§ **提示文章**:

説明

パケット処理装置及びネットワークシステム

【課題】 通信装置間を流れるパケットの処理において通信品質の劣化を低減することができる。
【解決手段】本発明は、少なくとも音声又は動画の一方を有するストリームデータのパケットを授受する通信装置と接続し、その通信装置に係るパケットを処理して転送するパケット処理装置を有するネットワークシステムに関する。そして、パケット処理装置は、当該パケット処理装置のパケット処理に係るアプリケーション制御処理を含む汎用的な処理を行う汎用処理部と、汎用処理部から与えられる制御情報に従って、通信装置から受信したパケットを処理するものであって、所定の処理対象パケット以外の例外パケットについては上記汎用処理部へ処理を依頼する通常パケット処理部と、当該パケット処理装置の動作状況に応じて、通常パケット処理部から、上記汎用処理部へ流れる例外パケットに係る帯域制御を行う手段とを有することを特徴とする。

【発明の詳細な説明】
【技術分野】
【0001】
この発明は、パケット処理装置及び方法に関し、例えば、VPN(Virtual Private Network)に対応したVoIP(Voice over Internet Protocol)ゲートウェイに適用し得る。
【背景技術】
【0002】
従来、VPNに対応したVoIPゲートウェイ装置等のパケット処理装置に関する技術としては、特許文献1に記載されているパケット交換装置があった。
【0003】
特許文献1に記載されているパケット交換装置では、ファストパス部、ミドルパス部、スローパス部と3つのパケット処理部を備えている。特許文献1の記載技術において、処理対象のパケットは、まずファストパス部で処理可能である場合(当該パケットがテーブルに登録されている範囲の場合)には、ファストパス部で高速に処理され、処理不能なパケットである場合には、その内容に応じて、ミドルパス部又はスローパス部で処理を行う。
【先行技術文献】
【特許文献】
【0004】
【特許文献1】特許公開番号2006−180162号公報
【発明の概要】
【発明が解決しようとする課題】
【0005】
しかしながら、特許文献1に記載のパケット交換装置を、VPNに対応したVoIPゲートウェイ装置に適用しようとした場合、通常は、ファストパス部は、高速にパケット処理可能な専用プロセッサで実行され、ミドルパス部又はスローパス部の少なくとも一方は、当該装置のアプリケーション(VoIP機能やルータ機能に係るアプリケーション)と同じプロセッサで実行される。

§ **提供資料**:
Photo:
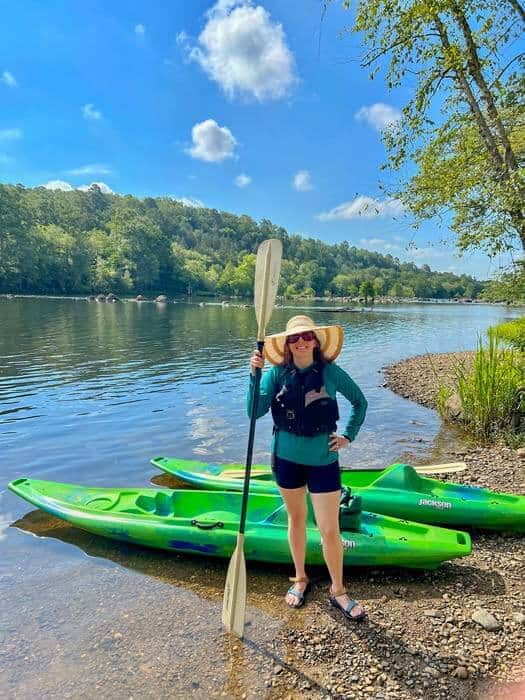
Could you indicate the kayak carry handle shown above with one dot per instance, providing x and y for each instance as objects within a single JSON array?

§ **取り組む内容**:
1/ パケット処理装置に関する文章から、「パケット処理装置及びネットワークシステム」から始まり「るパケット交換装置があった。」で終わる部分を一字も変えずに書き出してください。
2/ パケット処理装置に関する文章によると、特許文献1に記載されているパケット交換装置はどのパケット処理部を備えていますか。
3/ パケット処理装置に関する文章を、最後に示された文の後から引き続き書き進めてください。

§ **解答**:
1/
パケット処理装置及びネットワークシステム

【課題】 通信装置間を流れるパケットの処理において通信品質の劣化を低減することができる。
【解決手段】本発明は、少なくとも音声又は動画の一方を有するストリームデータのパケットを授受する通信装置と接続し、その通信装置に係るパケットを処理して転送するパケット処理装置を有するネットワークシステムに関する。そして、パケット処理装置は、当該パケット処理装置のパケット処理に係るアプリケーション制御処理を含む汎用的な処理を行う汎用処理部と、汎用処理部から与えられる制御情報に従って、通信装置から受信したパケットを処理するものであって、所定の処理対象パケット以外の例外パケットについては上記汎用処理部へ処理を依頼する通常パケット処理部と、当該パケット処理装置の動作状況に応じて、通常パケット処理部から、上記汎用処理部へ流れる例外パケットに係る帯域制御を行う手段とを有することを特徴とする。

【発明の詳細な説明】
【技術分野】
【0001】
この発明は、パケット処理装置及び方法に関し、例えば、VPN(Virtual Private Network)に対応したVoIP(Voice over Internet Protocol)ゲートウェイに適用し得る。
【背景技術】
【0002】
従来、VPNに対応したVoIPゲートウェイ装置等のパケット処理装置に関する技術としては、特許文献1に記載されているパケット交換装置があった。

2/ ファストパス部、ミドルパス部、スローパス部の3つのパケット処理部を備えています。

3/
【0006】
この場合、ファストパス部で処理不能なパケットの量が多くなると、ミドルパス部又はスローパス部の処理量が多くなり、同じプロセッサで実行される他のアプリケーションの動作が圧迫され、当該アプリケーションに係る通信品質が劣化してしまうという問題があった。特に、リアルタイム処理を行うVoIP機能に影響があると、音声品質を劣化させてしまう。
【0007】
そのため、通信装置間を流れるパケットの処理において通信品質の劣化を低減することができる、パケット処理装置及びネットワークシステムが望まれている。
【課題を解決するための手段】
【0008】
第1の本発明は、少なくとも音声又は動画の一方を有するストリームデータのパケットを授受する通信装置と接続し、上記通信装置が送出したパケット、又は、上記通信装置宛のパケットを処理して転送するパケット処理装置において、(1)当該パケット処理装置のパケット処理に係るアプリケーション制御処理を含む汎用的な処理を行う汎用処理部と、(2)上記汎用処理部から与えられる制御情報に従って、パケットを処理するものであって、所定の処理対象パケット以外の例外パケットについては上記汎用処理部へ処理を依頼する通常パケット処理部と、(3)当該パケット処理装置の動作状況に応じて、上記通常パケット処理部から、上記汎用処理部へ流れる例外パケットに係る帯域制御条件を決定する帯域制御決定手段と、(4)上記帯域制御決定手段が決定した帯域制御条件を用いて、上記通常パケット処理部から、上記汎用処理部へ流れる例外パケットに係る帯域制御を行う帯域制御手段とを有することを特徴とする。
【0009】
第2の本発明は、少なくとも音声又は動画の一方を有するストリームデータのパケットを授受する通信装置と接続し、上記通信装置が送出したパケット、又は、上記通信装置宛のパケットを処理して転送するパケット処理装置を1又は複数有するネットワークシステムにおいて、上記パケット処理装置の1部又は全部に、第1の本発明のパケット処理装置を適用したことを特徴とする。
【発明の効果】
【0010】
本発明によれば、通信装置間を流れるパケットの処理において通信品質の劣化を低減することができる。
【図面の簡単な説明】
【0011】
【図1】実施形態に係るVoIPゲートウェイ(パケット処理装置)の機能的構成について示したブロック図である。
【図2】実施形態に係るネットワークシステムの全体構成について示したブロック図である。
【図3】実施形態に係るVoIP機能部から帯域制御管理部へ通知する情報の例について示した説明図である。
【図4】実施形態に係る帯域制御管理部において管理される情報の例について示した説明図である。
【図5】実施形態に係るVoIPゲートウェイ(パケット処理装置)の起動時の帯域制御に係る動作について示したシーケンス図である。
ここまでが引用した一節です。